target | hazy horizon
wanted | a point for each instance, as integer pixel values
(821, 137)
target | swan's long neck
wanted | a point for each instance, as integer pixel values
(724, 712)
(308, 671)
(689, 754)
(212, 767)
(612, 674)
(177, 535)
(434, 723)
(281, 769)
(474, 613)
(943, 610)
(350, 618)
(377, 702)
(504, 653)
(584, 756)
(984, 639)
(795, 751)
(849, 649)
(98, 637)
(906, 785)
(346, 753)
---
Print the lines of the material, exactly and only, from the line that contains "target | swan's long neck" down to and including the final line.

Solution to this task ▸
target | swan's long neck
wanted | a point for each instance, as integer pixel values
(724, 712)
(308, 671)
(689, 754)
(212, 767)
(612, 674)
(177, 535)
(434, 723)
(281, 769)
(474, 613)
(943, 610)
(350, 618)
(377, 702)
(504, 653)
(584, 756)
(984, 639)
(795, 751)
(849, 649)
(98, 637)
(906, 785)
(346, 753)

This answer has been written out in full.